## Begin Records for the exercise

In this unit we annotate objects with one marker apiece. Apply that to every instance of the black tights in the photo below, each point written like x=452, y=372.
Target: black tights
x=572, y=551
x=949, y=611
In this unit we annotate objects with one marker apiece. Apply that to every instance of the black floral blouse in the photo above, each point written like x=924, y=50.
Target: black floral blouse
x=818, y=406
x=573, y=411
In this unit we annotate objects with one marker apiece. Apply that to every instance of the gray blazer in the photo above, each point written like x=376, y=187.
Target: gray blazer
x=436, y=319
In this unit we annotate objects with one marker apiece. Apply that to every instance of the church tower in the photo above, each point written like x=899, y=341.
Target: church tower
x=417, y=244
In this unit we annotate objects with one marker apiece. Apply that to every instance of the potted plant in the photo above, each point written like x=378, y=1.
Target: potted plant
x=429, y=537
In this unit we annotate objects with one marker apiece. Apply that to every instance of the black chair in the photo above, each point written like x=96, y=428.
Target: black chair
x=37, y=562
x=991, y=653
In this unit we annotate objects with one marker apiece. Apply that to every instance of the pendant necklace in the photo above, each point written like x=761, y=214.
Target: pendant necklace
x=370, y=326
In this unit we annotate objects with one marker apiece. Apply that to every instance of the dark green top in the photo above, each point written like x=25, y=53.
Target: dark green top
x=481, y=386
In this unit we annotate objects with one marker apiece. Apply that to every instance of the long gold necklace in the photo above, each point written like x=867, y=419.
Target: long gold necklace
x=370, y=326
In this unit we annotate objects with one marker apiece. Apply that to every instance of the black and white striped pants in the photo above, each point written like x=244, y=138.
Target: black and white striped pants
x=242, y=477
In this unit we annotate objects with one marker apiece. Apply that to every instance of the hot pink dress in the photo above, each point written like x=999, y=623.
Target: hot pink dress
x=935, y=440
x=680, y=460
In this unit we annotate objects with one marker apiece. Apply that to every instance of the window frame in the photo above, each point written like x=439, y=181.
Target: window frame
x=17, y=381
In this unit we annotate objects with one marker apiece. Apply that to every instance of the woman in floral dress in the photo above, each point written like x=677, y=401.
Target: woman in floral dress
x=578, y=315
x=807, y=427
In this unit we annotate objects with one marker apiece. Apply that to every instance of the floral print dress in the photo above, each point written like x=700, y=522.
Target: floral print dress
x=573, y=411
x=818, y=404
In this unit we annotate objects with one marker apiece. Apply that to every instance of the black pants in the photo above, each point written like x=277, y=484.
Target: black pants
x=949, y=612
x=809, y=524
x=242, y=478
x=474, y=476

## End Records for the exercise

■ Short exercise: Copy all of the material above line for line, without changing a single character.

■ Result of the exercise:
In this unit we annotate objects with one marker apiece. Apply that to every instance of the black tights in the photo below, each point written like x=452, y=372.
Target: black tights
x=572, y=551
x=949, y=611
In this unit we annotate objects with one marker apiece. Apply that to every instance of the black floral blouse in the photo above, each point written like x=924, y=50.
Target: black floral blouse
x=818, y=406
x=573, y=411
In this unit we annotate objects with one marker apiece. Apply that to every instance of the gray blazer in the photo above, each point written like x=376, y=187.
Target: gray blazer
x=436, y=319
In this unit we annotate objects with one marker apiece. Apply that to every instance of the church tower in the photo above, each point written like x=899, y=341.
Target: church tower
x=417, y=244
In this unit we annotate objects with one marker apiece. Apply that to every instance of the potted plant in the photo above, each point written like x=378, y=1.
Target: potted plant
x=429, y=537
In this unit we annotate objects with one marker apiece. Apply that to every instance of the black chair in the photo above, each point written like x=96, y=428.
Target: black chair
x=37, y=562
x=991, y=653
In this unit we annotate objects with one marker apiece. Apply that to every instance of the pendant necklace in the photo above, each point written like x=761, y=214.
Target: pendant necklace
x=370, y=326
In this unit we annotate objects with one marker apiece. Apply that to every instance of the dark green top in the photo above, each point written like x=25, y=53.
Target: dark green top
x=481, y=386
In this unit we annotate objects with one marker apiece. Apply that to every instance of the long gold necklace in the photo above, each point written like x=867, y=419.
Target: long gold necklace
x=370, y=326
In this unit we annotate objects with one marker apiece. Apply that to every instance of the black and white striped pants in the photo above, each point written like x=244, y=138.
Target: black and white striped pants
x=242, y=477
In this unit we annotate objects with one marker apiece. Apply that to every instance of the hot pink dress in the photo above, each point written like x=999, y=623.
Target: hot pink dress
x=935, y=440
x=680, y=460
In this unit we annotate objects with one marker apiece. Apply that to every instance of the window frame in the photo above, each point written like x=439, y=181.
Target: window frame
x=17, y=381
In this unit we annotate objects with one marker apiece. Apply that to every instance of the woman in floral dress in the photo above, each point written like x=677, y=401.
Target: woman in floral dress
x=578, y=315
x=807, y=427
In this unit we annotate objects with one marker apiece. Apply that to every instance of the floral print dress in the photo above, each point written like x=700, y=522.
Target: floral print dress
x=573, y=411
x=818, y=404
In this unit we annotate objects with one marker apiece. Apply that to every instance of the black pants in the photo above, each point written like x=277, y=484.
Target: black pants
x=949, y=612
x=809, y=524
x=242, y=478
x=474, y=476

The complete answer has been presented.